-- Exercise data follows --

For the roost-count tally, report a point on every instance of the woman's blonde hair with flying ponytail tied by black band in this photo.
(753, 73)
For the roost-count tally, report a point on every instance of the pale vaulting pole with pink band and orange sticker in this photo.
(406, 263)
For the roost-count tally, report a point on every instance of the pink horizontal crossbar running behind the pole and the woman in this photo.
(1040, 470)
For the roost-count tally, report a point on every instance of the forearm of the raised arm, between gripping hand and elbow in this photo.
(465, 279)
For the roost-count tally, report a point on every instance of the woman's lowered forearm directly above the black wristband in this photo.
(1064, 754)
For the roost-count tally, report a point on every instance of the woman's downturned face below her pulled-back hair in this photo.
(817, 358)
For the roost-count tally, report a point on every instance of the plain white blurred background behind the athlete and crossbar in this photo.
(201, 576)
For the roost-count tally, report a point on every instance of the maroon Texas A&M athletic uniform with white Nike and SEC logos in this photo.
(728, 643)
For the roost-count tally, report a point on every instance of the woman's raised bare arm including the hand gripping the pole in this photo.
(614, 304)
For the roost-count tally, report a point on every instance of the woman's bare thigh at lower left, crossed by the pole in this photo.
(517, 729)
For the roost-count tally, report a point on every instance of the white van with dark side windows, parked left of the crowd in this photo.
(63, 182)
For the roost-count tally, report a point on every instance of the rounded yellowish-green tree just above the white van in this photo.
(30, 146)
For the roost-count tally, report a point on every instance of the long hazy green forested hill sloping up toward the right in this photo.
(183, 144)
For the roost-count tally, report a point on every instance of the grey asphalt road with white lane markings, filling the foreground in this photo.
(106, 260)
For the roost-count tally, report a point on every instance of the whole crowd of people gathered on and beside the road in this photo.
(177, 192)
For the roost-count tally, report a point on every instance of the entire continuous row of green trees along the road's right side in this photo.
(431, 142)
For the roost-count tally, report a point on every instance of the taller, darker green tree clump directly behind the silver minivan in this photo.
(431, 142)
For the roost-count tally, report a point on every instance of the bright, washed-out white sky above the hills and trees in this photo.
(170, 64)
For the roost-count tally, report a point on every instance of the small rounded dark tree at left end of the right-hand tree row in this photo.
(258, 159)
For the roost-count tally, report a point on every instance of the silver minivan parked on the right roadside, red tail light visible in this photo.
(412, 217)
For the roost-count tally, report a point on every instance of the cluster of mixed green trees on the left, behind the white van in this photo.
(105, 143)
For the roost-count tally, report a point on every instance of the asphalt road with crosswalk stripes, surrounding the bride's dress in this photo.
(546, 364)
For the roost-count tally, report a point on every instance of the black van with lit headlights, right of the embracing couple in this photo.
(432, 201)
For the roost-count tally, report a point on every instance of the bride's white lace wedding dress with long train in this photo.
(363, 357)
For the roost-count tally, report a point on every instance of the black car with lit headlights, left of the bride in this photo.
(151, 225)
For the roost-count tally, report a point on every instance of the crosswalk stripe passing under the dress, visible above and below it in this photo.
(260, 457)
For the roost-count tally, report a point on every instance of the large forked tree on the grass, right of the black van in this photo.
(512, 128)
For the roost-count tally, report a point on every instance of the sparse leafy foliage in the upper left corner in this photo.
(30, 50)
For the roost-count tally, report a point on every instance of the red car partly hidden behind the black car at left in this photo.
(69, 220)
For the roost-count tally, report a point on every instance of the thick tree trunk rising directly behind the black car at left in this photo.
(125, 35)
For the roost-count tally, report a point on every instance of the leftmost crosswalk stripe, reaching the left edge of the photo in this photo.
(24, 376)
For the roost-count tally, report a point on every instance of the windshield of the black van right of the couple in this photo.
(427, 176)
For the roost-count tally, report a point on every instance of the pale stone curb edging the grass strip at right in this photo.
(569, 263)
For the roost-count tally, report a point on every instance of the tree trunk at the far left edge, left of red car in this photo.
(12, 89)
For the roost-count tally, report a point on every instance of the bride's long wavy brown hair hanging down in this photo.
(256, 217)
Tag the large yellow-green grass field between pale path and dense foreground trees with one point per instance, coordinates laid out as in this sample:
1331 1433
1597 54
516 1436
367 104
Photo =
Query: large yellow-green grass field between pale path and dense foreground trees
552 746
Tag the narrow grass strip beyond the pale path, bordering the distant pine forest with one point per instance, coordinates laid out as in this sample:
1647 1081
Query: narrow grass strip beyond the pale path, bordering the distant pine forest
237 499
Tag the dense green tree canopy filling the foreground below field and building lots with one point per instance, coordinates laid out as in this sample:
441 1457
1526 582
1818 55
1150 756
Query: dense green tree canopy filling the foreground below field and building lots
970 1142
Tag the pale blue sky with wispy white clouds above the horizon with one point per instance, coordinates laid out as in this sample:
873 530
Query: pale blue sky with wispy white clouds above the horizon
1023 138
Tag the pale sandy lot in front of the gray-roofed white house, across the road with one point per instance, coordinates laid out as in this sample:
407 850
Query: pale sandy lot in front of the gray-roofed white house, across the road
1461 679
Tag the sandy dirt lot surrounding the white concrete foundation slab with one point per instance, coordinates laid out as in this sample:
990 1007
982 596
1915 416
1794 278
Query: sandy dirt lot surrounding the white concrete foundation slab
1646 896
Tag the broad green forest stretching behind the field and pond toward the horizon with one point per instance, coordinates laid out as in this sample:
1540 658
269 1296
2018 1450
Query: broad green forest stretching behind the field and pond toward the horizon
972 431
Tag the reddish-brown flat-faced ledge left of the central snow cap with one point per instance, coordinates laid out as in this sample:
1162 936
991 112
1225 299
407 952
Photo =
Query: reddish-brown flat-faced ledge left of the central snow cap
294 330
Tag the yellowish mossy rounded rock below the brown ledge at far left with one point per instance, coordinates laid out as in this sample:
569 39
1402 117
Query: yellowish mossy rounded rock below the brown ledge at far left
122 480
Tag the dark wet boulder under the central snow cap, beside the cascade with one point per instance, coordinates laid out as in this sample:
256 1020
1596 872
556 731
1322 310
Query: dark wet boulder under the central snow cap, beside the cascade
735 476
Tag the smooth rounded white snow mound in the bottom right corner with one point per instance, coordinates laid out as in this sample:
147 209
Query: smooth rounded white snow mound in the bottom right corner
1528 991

-- Exercise data concluded --

- _Work required_
Starting at the first line and ending at the last, retype the entries above.

- _Solution_
For the roost-count tally, report a point on every instance of the woman's blonde hair with flying ponytail tied by black band in this photo.
(753, 73)
For the roost-count tally, report a point on every instance of the pale vaulting pole with pink band and orange sticker in this photo.
(406, 263)
For the roost-count tally, report a point on every instance of the pink horizontal crossbar running behind the pole and the woman in this photo.
(1040, 470)
For the roost-count tally, report a point on every instance of the forearm of the raised arm, between gripping hand and elbow in this photo.
(465, 279)
For the roost-count tally, report a point on every instance of the woman's lowered forearm directly above the black wristband in this photo.
(1064, 754)
For the roost-count tally, report a point on every instance of the woman's downturned face below her pulled-back hair in this photo.
(817, 358)
For the roost-count tally, report a point on every instance of the plain white blurred background behind the athlete and crossbar in this photo.
(201, 576)
For the roost-count tally, report a point on every instance of the maroon Texas A&M athletic uniform with white Nike and SEC logos in this photo.
(728, 643)
For the roost-count tally, report a point on every instance of the woman's raised bare arm including the hand gripping the pole in this photo.
(614, 304)
For the roost-count tally, report a point on every instance of the woman's bare thigh at lower left, crossed by the pole in this photo.
(517, 729)
For the roost-count tally, report a point on every instance of the white van with dark side windows, parked left of the crowd in this photo.
(63, 182)
For the roost-count tally, report a point on every instance of the rounded yellowish-green tree just above the white van in this photo.
(30, 146)
For the roost-count tally, report a point on every instance of the long hazy green forested hill sloping up toward the right in this photo.
(183, 144)
For the roost-count tally, report a point on every instance of the grey asphalt road with white lane markings, filling the foreground in this photo.
(106, 260)
For the roost-count tally, report a point on every instance of the whole crowd of people gathered on and beside the road in this photo.
(177, 192)
For the roost-count tally, report a point on every instance of the entire continuous row of green trees along the road's right side in this photo.
(431, 142)
For the roost-count tally, report a point on every instance of the taller, darker green tree clump directly behind the silver minivan in this photo.
(431, 142)
For the roost-count tally, report a point on every instance of the bright, washed-out white sky above the hills and trees in this photo.
(170, 64)
For the roost-count tally, report a point on every instance of the small rounded dark tree at left end of the right-hand tree row in this photo.
(258, 159)
For the roost-count tally, report a point on every instance of the silver minivan parked on the right roadside, red tail light visible in this photo.
(412, 217)
For the roost-count tally, report a point on every instance of the cluster of mixed green trees on the left, behind the white van in this photo.
(105, 143)
For the roost-count tally, report a point on every instance of the asphalt road with crosswalk stripes, surrounding the bride's dress in this photo.
(546, 364)
For the roost-count tally, report a point on every instance of the black van with lit headlights, right of the embracing couple in this photo.
(432, 201)
For the roost-count tally, report a point on every instance of the bride's white lace wedding dress with long train in this photo.
(363, 357)
For the roost-count tally, report a point on every instance of the black car with lit headlights, left of the bride in this photo.
(151, 225)
For the roost-count tally, report a point on every instance of the crosswalk stripe passing under the dress, visible above and below it in this photo.
(260, 457)
For the roost-count tally, report a point on every instance of the large forked tree on the grass, right of the black van in this photo.
(512, 128)
For the roost-count tally, report a point on every instance of the sparse leafy foliage in the upper left corner in this photo.
(30, 50)
For the roost-count tally, report a point on every instance of the red car partly hidden behind the black car at left in this photo.
(69, 220)
For the roost-count tally, report a point on every instance of the thick tree trunk rising directly behind the black car at left in this photo.
(125, 35)
For the roost-count tally, report a point on every instance of the leftmost crosswalk stripe, reaching the left edge of the photo in this photo.
(24, 376)
For the roost-count tally, report a point on every instance of the windshield of the black van right of the couple in this photo.
(427, 176)
For the roost-count tally, report a point on every instance of the pale stone curb edging the grass strip at right in this photo.
(569, 263)
For the roost-count tally, report a point on every instance of the tree trunk at the far left edge, left of red car in this photo.
(12, 89)
For the roost-count tally, report a point on every instance of the bride's long wavy brown hair hanging down in this photo.
(256, 217)
Tag the large yellow-green grass field between pale path and dense foreground trees with one point per instance, coordinates laid out as in this sample:
1331 1433
1597 54
516 1436
367 104
Photo =
Query: large yellow-green grass field between pale path and dense foreground trees
552 746
Tag the narrow grass strip beyond the pale path, bordering the distant pine forest with one point per instance, coordinates laid out as in this sample:
1647 1081
Query: narrow grass strip beyond the pale path, bordering the distant pine forest
237 499
Tag the dense green tree canopy filling the foreground below field and building lots with one point per instance, coordinates laid out as in this sample:
441 1457
1526 582
1818 55
1150 756
Query: dense green tree canopy filling the foreground below field and building lots
970 1142
Tag the pale blue sky with wispy white clouds above the horizon with one point per instance, coordinates laid out as in this sample:
873 530
Query: pale blue sky with wispy white clouds above the horizon
1023 138
Tag the pale sandy lot in front of the gray-roofed white house, across the road with one point per instance, coordinates laid out as in this sample:
407 850
Query: pale sandy lot in front of the gray-roofed white house, across the road
1461 679
Tag the sandy dirt lot surrounding the white concrete foundation slab with one point per instance, coordinates laid out as in this sample:
990 1007
982 596
1915 416
1794 278
Query: sandy dirt lot surrounding the white concrete foundation slab
1646 896
Tag the broad green forest stretching behind the field and pond toward the horizon with one point per instance, coordinates laid out as in this sample:
1540 658
269 1296
2018 1450
Query: broad green forest stretching behind the field and pond toward the horizon
972 431
Tag the reddish-brown flat-faced ledge left of the central snow cap with one point per instance, coordinates laid out as in this sample:
1162 936
991 112
1225 299
407 952
Photo =
Query: reddish-brown flat-faced ledge left of the central snow cap
294 330
Tag the yellowish mossy rounded rock below the brown ledge at far left with one point per instance, coordinates laid out as in this sample:
569 39
1402 117
Query: yellowish mossy rounded rock below the brown ledge at far left
122 480
Tag the dark wet boulder under the central snow cap, beside the cascade with one point per instance, coordinates laid out as in this sample:
256 1020
1596 872
556 731
1322 310
Query: dark wet boulder under the central snow cap, beside the cascade
735 476
Tag the smooth rounded white snow mound in the bottom right corner with one point per instance, coordinates laid out as in this sample:
147 209
Query: smooth rounded white snow mound in the bottom right corner
1528 991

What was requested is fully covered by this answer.